#### EXTRACT:
Even though comment #2 said to be careful on pricing, I can tell you from what I have to pay from any vendor I see in Japan that you will not be seeing blooming size plants under $100 anytime soon. Most likely, $100 to $1000 will still be the average. When he says large sums of money, that means $5000 to $100,000 because that is really what many rare varieties go for in Japan.


----------



## Heather (Oct 5, 2006)

I hope no one minds, I moved the most recent related posts over to this new thread. Seemed to make sense.


----------



## Jason Fischer (Oct 6, 2006)

By the way, when I said this:

"he ONLY person who says there is a mountain collected yellow neofinetia is the person selling them."

I did not mean Dr. Glenn Lehr, I meant the guy in Japan. Glenn is innocent


----------



## Drorchid (Oct 6, 2006)

#### SET PROBLEM:
Continue the forum thread on yellow Neofinetia from its final line.

#### INFORMATION GIVEN:
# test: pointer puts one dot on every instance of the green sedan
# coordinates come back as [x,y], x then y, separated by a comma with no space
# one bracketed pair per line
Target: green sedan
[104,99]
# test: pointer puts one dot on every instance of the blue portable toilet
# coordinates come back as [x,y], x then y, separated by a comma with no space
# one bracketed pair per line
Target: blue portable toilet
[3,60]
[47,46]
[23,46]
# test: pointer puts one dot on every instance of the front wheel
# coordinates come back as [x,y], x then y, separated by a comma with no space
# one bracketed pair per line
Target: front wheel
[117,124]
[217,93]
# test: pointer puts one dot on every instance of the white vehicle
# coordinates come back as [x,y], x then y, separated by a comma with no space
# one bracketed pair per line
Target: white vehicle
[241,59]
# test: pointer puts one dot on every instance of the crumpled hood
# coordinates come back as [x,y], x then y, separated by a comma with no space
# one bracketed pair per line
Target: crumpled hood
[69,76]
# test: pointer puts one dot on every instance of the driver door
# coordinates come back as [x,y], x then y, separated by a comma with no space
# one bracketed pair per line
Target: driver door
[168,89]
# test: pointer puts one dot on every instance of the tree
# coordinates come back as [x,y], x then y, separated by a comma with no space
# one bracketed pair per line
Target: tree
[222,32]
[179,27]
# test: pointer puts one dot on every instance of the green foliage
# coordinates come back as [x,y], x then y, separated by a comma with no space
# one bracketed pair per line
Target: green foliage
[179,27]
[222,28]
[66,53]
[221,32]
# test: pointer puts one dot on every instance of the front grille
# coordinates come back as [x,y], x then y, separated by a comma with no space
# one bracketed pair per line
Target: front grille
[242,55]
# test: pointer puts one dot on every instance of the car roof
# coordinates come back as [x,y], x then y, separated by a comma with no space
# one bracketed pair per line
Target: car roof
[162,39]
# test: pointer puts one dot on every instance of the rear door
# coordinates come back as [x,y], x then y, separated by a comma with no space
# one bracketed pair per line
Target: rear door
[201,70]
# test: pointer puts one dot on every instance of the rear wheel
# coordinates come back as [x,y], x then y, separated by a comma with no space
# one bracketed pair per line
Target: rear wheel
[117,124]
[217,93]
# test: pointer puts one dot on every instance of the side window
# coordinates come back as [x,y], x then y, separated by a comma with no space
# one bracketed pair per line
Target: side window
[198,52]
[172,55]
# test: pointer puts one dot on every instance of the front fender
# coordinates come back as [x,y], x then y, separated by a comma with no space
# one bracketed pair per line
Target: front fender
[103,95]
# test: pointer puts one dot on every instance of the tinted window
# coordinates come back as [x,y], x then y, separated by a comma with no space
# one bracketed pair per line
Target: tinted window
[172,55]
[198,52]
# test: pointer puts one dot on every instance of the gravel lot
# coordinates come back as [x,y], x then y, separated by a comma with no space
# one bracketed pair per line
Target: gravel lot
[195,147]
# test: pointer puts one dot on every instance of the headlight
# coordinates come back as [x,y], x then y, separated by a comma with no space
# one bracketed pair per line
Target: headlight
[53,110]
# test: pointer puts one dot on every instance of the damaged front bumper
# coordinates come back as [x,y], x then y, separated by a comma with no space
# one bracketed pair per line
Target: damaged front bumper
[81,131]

#### EXERCISE RESULT:
Jason Fischer said:


> our own Dr. Robert Quene described the new phrag species braziliense which is still in major debate as to whether it really is a new species as there is a hybrid that looks _exactly_ like it, and I think even Robert agrees on this! Robert, your opinion?



I will post a new thread regarding Phrag. brasiliense

Robert


----------



## Heather (May 28, 2007)

Ok, so Ogonmaru is NOT a true species? Am I understanding correctly? 
I'm new here...


----------



## TADD (May 28, 2007)

O Boy, H you are in real trouble...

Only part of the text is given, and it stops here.